# Required work:
1. In the article on Progressive Mechanoporation, explain how passing cells through the microchannels lets molecules get inside them.
2. Pick up the article on Progressive Mechanoporation after its last sentence and continue it.
[[ Document excerpt, beginning ]]
Modern vaccines such as those against Sars-CoV-2 use tiny lipid spheres to transport genetic information into cells and let the body build up an immune defense against the virus. A team of scientists from Erlangen, Dresden, and London has now developed a completely new method to very efficiently deliver not only genes but also drugs and other substances into cells. The researchers from the Max-Planck-Zentrum für Physik und Medizin (MPZPM) in Erlangen, the Technical University of Dresden, and The Institute of Cancer Research in London have named the method Progressive Mechanoporation and have now published it in the scientific journal "Lab on a Chip". They have also filed a patent.
Ruchi Goswami and Alena Uvizl were part of a team of scientists led by Salvatore Girardo (Erlangen) and Jörg Mansfeld (Dresden/London) who have developed the Progressive Mechanoporation. They have built a special polymer biochip that contains a series of microchannels. Each microchannel is narrower than the previous one, finally reaching a size more than ten times thinner than a human hair. The scientists pass the cells through these channels, causing the cells to stretch more and more. The stretching creates pores in their cell membrane, allowing molecules to pass through these pores and get inside the cells. Once the cells have passed through the channels, the pores close again. The scientists demonstrated that Progressive Mechanoporation can deliver even very large proteins inside the cells. As a proof of concept the scientists used antibodies and CRISPR/Cas9, the genetic scissors whose discovery led to a last year's Nobel Prize.
[[ Document excerpt, end ]]
[[ Supplied records, beginning ]]
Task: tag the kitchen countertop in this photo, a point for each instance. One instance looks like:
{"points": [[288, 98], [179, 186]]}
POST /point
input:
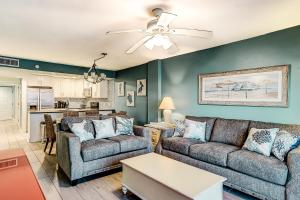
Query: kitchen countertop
{"points": [[60, 110]]}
[[ Supplied records, end ]]
# Task responses:
1. Each microchannel on the biochip is narrower than the one before, so cells passing through are stretched more and more. The stretching opens pores in the cell membrane, and molecules enter the cells through these pores, which close again once the cells have left the channels.

2.
Potentially a new routine procedure for hospitals
"The big advantage of our method is that we can pass up to 10,000 cells per second through the chip," explains Salvatore Girardo, leader of the technology development and service group Lab-on-a-Chip at the MPZPM. At the same time, the method is very gentle. Compared to other techniques, very few cells get damaged.
The Progressive Mechanoporation method could be used in drug development and allow pharmaceutical companies to efficiently test new molecule candidates. In addition, the process can be easily automated. Jörg Mansfeld, a research group leader at the Biotechnology Center (BIOTEC) of TU Dresden and at The Institute of Cancer Research, London, adds: "I can envision that in the future, hospitals will be able to routinely examine and even treat patients' cells using Progressive Mechanoporation."